Instructions for the task: Please print every record below exactly as it appears.

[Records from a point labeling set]
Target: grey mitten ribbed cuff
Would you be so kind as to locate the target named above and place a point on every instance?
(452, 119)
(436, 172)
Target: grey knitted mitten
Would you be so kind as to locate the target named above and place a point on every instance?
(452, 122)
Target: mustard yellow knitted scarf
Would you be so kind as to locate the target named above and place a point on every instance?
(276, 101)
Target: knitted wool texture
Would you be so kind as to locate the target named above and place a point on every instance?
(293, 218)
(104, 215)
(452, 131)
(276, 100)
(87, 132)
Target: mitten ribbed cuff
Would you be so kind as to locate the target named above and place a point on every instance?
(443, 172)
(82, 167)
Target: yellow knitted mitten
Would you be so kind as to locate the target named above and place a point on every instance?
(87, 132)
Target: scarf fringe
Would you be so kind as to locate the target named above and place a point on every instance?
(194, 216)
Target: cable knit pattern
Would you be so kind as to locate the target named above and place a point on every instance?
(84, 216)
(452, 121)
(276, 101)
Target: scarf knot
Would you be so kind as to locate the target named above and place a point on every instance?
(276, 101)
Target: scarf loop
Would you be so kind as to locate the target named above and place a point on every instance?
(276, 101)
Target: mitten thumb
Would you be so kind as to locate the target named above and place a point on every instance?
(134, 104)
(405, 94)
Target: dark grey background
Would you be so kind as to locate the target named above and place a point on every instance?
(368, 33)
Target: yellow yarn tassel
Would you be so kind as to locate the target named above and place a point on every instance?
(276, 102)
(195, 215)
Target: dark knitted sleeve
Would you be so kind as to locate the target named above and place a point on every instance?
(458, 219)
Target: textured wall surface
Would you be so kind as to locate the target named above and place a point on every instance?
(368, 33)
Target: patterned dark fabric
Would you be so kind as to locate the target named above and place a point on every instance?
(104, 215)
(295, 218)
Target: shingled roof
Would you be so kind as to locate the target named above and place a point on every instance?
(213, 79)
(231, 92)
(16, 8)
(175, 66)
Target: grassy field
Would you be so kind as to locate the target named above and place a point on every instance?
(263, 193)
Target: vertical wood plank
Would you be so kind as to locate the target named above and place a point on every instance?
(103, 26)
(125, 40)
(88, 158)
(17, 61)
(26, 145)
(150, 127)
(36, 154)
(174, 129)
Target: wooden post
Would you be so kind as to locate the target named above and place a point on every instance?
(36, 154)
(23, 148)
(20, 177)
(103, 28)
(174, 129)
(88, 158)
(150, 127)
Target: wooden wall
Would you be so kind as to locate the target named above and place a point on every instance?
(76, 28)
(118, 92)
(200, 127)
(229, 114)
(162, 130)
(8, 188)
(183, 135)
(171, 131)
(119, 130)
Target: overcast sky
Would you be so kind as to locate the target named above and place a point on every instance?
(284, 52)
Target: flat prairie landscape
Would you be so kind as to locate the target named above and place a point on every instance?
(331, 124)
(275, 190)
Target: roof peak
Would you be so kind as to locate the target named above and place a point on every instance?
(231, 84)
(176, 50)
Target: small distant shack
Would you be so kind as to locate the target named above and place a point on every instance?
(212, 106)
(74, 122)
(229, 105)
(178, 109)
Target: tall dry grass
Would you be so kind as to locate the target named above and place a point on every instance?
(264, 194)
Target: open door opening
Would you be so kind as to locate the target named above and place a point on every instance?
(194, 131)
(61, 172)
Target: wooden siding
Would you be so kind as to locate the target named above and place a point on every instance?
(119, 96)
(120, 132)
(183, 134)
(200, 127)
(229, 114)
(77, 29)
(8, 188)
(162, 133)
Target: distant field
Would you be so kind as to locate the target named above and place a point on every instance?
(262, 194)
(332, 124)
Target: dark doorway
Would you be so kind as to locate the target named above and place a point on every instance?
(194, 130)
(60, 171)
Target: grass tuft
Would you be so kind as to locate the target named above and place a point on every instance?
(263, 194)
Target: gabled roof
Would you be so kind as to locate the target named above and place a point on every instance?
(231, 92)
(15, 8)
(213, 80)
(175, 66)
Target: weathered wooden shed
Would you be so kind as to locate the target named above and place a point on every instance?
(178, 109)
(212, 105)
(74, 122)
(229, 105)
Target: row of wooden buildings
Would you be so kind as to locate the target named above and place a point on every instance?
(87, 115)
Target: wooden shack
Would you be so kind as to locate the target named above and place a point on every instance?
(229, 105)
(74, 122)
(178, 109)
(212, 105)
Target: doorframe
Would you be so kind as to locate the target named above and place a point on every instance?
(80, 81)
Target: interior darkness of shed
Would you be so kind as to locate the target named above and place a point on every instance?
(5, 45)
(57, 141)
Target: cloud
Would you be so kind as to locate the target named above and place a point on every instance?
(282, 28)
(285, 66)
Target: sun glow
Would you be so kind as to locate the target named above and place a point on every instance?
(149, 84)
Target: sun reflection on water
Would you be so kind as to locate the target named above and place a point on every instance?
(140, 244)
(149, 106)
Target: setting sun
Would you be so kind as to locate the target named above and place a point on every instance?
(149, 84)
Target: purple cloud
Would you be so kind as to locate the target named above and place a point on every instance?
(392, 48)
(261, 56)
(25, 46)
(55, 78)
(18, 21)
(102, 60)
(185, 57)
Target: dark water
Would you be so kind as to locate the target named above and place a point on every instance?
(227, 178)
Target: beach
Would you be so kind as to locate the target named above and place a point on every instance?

Completed exercise:
Target: grey mitten ribbed cuff
Would you be so kind as to locate the target named above and place a point on every instance?
(452, 119)
(436, 172)
Target: grey knitted mitten
Would you be so kind as to locate the target named above and place a point on every instance?
(452, 122)
Target: mustard yellow knitted scarf
Would you be so kind as to locate the target named above and place a point on every instance?
(276, 101)
Target: knitted wool texture
Would you be so kind as to locate the target named above and place a point on every instance?
(293, 218)
(104, 215)
(452, 131)
(276, 100)
(87, 132)
Target: mitten ribbed cuff
Would you be so kind as to locate the target named above and place a point on every instance?
(443, 172)
(82, 167)
Target: yellow knitted mitten
Would you be so kind as to locate the target named above and place a point on every instance?
(87, 132)
Target: scarf fringe
Would you be so kind as to locate the target named above and place a point on every instance?
(194, 216)
Target: cable knit pattern
Would you be so kind as to locate the target named above and place a point on every instance?
(84, 216)
(452, 121)
(276, 101)
Target: scarf knot
Would you be so kind as to locate the target named above and place a point on every instance?
(276, 101)
Target: scarf loop
Would you be so kind as to locate the target named above and place a point on every instance?
(276, 101)
Target: mitten thumb
Would you be so kind as to locate the target named above and place a point on every instance?
(134, 104)
(405, 94)
Target: dark grey background
Would you be so kind as to locate the target named above and place a point on every instance?
(368, 33)
Target: yellow yarn tassel
Would you be so kind as to locate the target named above and place a point on every instance?
(276, 102)
(195, 215)
Target: dark knitted sleeve
Would you be so kind as to locate the target named above and place a point on every instance?
(458, 219)
Target: textured wall surface
Would you be so kind as to locate the target named above and place a point on every instance?
(368, 33)
Target: patterned dark fabric
Would you be so kind as to locate the target named above and place a point on every instance?
(104, 215)
(295, 218)
Target: shingled roof
Would you be so kind as to locate the target named above and place a point on every instance?
(213, 79)
(231, 92)
(16, 8)
(175, 66)
Target: grassy field
Would you be so kind as to locate the target named above and place a point on every instance?
(263, 193)
Target: vertical wood plank
Would you be so kind as to locate the target named above and place a point on every instance?
(103, 26)
(125, 40)
(88, 158)
(17, 61)
(26, 145)
(150, 127)
(36, 154)
(174, 129)
Target: wooden post
Would you be so kind as to locate the target named above and place a point on every instance?
(36, 154)
(23, 148)
(20, 177)
(103, 28)
(174, 129)
(88, 158)
(150, 127)
Target: wooden wall
Would you be so kind as to locate the target named above and place a point on every instance?
(76, 28)
(118, 92)
(200, 127)
(229, 114)
(162, 130)
(8, 188)
(183, 135)
(171, 131)
(119, 130)
Target: overcast sky
Would you be so kind as to locate the target named above and place a point on every instance?
(284, 52)
Target: flat prairie landscape
Would you be so kind as to locate the target named above and place a point on every instance?
(331, 124)
(275, 190)
Target: roof peak
Would you be so kind as to locate the target named above and place a point on every instance?
(231, 84)
(176, 50)
Target: small distant shack
Would you be so kind as to locate the target named above and place a point on every instance?
(212, 106)
(74, 122)
(229, 105)
(178, 109)
Target: tall dry grass
Would you be so kind as to locate the target named above and place a point on every instance?
(264, 194)
Target: open door opening
Would you be so kind as to locate the target named above and place a point on every instance?
(194, 131)
(61, 172)
Target: wooden siding
Would you be so kind as to locate the target named above and place a point on every instance?
(119, 96)
(120, 132)
(183, 134)
(200, 127)
(229, 114)
(77, 29)
(8, 188)
(162, 133)
Target: distant field
Would you be so kind as to locate the target named above and place a point on every instance?
(262, 194)
(332, 124)
Target: dark doorway
Would you be so kind as to locate the target named above and place a point on every instance?
(194, 130)
(60, 171)
Target: grass tuft
Would you be so kind as to locate the target named above and place a point on every instance?
(263, 194)
Target: gabled roof
Would you be so kind as to locate the target named above and place a point on every instance?
(231, 92)
(15, 8)
(213, 80)
(175, 66)
Target: weathered wooden shed
Would you be so kind as to locate the target named above and place a point on every instance?
(178, 109)
(212, 105)
(74, 122)
(229, 105)
Target: row of wooden buildings
Would you be so kind as to locate the target named above and place a point on every instance?
(87, 115)
Target: wooden shack
Would you be so kind as to locate the target named above and place a point on every instance?
(229, 105)
(74, 122)
(178, 109)
(212, 105)
Target: doorframe
Would you be so kind as to locate the target named above and place a point on every instance?
(80, 81)
Target: interior darkness of shed
Would you be so kind as to locate the target named above and place a point on every instance?
(5, 45)
(57, 141)
Target: cloud
Would you be so kind as to locate the target named above and place a point on every instance?
(282, 28)
(285, 66)
Target: sun glow
Would you be so kind as to locate the target named above and place a point on every instance?
(149, 84)
Target: sun reflection on water
Would you be so kind as to locate the target named above and place a point on every instance?
(140, 244)
(149, 106)
Target: setting sun
Would you be so kind as to locate the target named above and place a point on every instance?
(149, 84)
Target: purple cloud
Would you be so kind as to locate the target named above and place a point on every instance?
(392, 48)
(261, 56)
(25, 46)
(55, 78)
(18, 21)
(102, 60)
(185, 57)
Target: dark water
Would you be so kind as to locate the target named above and place a point on every instance?
(227, 178)
Target: beach
Would you be so kind as to locate the target named above and place a point on every instance?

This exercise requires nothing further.